[Dataset rows]
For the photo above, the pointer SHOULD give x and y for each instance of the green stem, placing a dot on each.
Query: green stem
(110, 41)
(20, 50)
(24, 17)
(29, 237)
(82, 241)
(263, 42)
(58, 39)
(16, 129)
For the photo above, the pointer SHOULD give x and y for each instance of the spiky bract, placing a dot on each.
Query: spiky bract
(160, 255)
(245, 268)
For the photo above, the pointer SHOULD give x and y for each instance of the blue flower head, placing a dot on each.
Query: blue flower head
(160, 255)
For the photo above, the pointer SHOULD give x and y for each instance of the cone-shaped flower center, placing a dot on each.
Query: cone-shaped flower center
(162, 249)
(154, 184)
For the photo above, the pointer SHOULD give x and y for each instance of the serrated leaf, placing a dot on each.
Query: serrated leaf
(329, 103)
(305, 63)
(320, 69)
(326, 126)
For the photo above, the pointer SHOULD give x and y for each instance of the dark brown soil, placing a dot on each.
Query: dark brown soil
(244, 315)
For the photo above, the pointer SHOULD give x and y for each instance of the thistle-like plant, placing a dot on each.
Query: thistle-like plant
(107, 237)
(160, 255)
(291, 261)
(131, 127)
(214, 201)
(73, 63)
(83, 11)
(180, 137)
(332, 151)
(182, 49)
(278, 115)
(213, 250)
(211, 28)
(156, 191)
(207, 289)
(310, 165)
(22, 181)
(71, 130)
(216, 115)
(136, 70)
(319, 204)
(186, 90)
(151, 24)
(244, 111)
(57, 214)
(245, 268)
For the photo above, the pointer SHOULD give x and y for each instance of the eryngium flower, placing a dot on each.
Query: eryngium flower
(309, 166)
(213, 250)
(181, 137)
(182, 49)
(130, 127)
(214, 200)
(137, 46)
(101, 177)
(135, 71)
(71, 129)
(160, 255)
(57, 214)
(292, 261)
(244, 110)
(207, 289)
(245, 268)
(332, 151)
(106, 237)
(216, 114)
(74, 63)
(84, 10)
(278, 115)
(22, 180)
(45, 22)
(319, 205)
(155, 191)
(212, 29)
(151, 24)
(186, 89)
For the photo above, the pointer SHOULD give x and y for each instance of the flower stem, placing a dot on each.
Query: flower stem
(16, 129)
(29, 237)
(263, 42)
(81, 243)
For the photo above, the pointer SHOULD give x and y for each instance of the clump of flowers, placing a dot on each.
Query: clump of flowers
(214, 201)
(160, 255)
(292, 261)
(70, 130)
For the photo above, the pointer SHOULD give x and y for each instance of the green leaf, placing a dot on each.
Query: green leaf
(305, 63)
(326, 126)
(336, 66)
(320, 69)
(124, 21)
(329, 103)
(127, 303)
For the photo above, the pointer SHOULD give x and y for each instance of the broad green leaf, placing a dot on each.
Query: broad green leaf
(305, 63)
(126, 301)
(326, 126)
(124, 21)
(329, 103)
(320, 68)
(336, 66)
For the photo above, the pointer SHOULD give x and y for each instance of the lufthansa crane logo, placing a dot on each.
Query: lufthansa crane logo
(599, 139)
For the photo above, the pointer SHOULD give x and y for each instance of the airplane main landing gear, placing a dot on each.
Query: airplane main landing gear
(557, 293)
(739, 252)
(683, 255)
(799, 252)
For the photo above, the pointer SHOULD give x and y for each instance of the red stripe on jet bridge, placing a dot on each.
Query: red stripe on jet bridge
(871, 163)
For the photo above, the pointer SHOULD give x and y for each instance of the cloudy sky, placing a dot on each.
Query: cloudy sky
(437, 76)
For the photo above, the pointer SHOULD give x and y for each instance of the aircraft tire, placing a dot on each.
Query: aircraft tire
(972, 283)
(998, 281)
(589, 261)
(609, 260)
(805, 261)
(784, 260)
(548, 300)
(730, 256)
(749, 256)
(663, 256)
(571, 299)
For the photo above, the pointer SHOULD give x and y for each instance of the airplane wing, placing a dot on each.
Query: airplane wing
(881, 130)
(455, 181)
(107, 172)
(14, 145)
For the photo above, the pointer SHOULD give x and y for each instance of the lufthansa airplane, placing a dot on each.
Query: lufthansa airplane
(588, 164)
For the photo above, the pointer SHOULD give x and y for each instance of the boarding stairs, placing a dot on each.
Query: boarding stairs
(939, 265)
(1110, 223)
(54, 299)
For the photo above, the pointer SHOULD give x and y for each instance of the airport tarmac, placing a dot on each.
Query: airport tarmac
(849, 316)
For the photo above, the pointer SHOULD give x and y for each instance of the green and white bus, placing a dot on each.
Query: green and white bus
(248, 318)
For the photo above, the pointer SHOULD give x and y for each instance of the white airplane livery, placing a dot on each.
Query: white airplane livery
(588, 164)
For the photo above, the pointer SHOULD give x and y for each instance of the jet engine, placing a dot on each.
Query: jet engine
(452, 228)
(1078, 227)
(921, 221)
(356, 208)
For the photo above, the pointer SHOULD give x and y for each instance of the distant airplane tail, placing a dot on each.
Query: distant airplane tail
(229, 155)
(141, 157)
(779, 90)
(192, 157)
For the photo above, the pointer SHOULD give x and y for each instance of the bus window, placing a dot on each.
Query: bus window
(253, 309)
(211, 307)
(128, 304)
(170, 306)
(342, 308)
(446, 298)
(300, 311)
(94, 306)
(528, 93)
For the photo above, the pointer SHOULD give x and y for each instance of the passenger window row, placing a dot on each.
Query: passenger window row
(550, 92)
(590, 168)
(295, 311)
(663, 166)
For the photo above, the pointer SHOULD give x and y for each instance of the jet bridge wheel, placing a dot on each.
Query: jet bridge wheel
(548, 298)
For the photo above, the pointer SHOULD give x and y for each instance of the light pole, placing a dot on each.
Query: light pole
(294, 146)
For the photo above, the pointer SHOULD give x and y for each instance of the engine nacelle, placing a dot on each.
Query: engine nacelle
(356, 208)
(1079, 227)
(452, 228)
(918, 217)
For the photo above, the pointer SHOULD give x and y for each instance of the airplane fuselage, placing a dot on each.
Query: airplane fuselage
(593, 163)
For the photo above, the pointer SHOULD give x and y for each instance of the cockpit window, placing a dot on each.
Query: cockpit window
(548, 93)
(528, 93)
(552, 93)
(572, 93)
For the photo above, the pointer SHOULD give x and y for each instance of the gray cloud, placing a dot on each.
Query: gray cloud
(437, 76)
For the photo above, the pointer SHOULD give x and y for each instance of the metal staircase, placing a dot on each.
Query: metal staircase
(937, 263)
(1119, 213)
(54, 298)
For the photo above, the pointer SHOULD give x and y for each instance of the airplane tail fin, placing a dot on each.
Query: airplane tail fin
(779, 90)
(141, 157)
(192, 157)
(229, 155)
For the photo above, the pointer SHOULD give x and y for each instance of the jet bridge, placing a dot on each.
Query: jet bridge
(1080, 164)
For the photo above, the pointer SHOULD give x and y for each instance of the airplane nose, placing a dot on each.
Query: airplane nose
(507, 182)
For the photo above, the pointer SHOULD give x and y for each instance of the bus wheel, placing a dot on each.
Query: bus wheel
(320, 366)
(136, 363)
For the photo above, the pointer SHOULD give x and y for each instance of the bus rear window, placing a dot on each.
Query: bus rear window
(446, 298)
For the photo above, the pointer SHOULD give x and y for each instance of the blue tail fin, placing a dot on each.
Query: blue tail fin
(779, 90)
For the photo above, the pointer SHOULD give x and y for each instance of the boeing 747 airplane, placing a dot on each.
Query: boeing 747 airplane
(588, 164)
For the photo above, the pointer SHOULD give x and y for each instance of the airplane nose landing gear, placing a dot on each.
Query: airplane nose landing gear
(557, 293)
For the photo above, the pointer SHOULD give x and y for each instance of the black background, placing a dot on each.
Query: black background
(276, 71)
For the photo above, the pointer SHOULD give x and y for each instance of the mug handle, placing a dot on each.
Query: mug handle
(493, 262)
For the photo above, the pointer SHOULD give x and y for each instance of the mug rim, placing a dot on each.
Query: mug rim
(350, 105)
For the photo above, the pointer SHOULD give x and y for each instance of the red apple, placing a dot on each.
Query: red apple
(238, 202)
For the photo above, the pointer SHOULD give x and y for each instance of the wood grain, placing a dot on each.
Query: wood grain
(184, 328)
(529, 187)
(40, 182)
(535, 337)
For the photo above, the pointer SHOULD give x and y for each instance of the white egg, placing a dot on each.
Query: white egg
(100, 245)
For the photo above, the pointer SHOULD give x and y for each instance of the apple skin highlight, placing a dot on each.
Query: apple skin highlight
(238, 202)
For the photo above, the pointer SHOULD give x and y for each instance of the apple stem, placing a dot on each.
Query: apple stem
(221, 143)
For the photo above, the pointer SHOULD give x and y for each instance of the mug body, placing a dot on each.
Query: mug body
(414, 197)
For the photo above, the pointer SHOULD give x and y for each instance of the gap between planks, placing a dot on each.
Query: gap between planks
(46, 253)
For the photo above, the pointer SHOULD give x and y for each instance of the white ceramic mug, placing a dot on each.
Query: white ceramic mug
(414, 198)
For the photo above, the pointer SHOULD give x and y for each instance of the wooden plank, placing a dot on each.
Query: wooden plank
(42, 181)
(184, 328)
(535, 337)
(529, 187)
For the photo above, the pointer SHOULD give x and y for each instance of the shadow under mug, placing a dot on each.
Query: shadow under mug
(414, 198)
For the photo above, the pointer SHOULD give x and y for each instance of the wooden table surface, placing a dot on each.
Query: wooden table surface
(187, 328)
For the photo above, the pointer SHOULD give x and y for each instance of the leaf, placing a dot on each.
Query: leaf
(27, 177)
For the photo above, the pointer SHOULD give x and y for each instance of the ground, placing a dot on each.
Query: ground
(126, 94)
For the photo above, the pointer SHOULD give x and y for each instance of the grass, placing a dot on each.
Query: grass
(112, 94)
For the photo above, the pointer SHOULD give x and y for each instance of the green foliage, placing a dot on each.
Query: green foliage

## WHAT YOU NEED TO DO
Starting from the line containing "surface, placing a dot on each." and ending with the final line of the data, reproduce each line exactly as it appears, including no other lines.

## THE COMPLETED TASK
For the photo above, the pointer SHOULD give x and y for each instance of the wooden table surface, placing a dot on each.
Query: wooden table surface
(187, 328)
For the photo above, the pointer SHOULD give x and y for each instance of the leaf, placing a dot on each.
Query: leaf
(27, 177)
For the photo above, the pointer SHOULD give x and y for each instance of the ground, placing a dot on each.
Query: ground
(126, 94)
For the photo above, the pointer SHOULD give x and y for each instance of the grass, placing a dot on each.
Query: grass
(112, 94)
For the photo above, the pointer SHOULD give x and y for each instance of the green foliage, placing a dot on each.
Query: green foliage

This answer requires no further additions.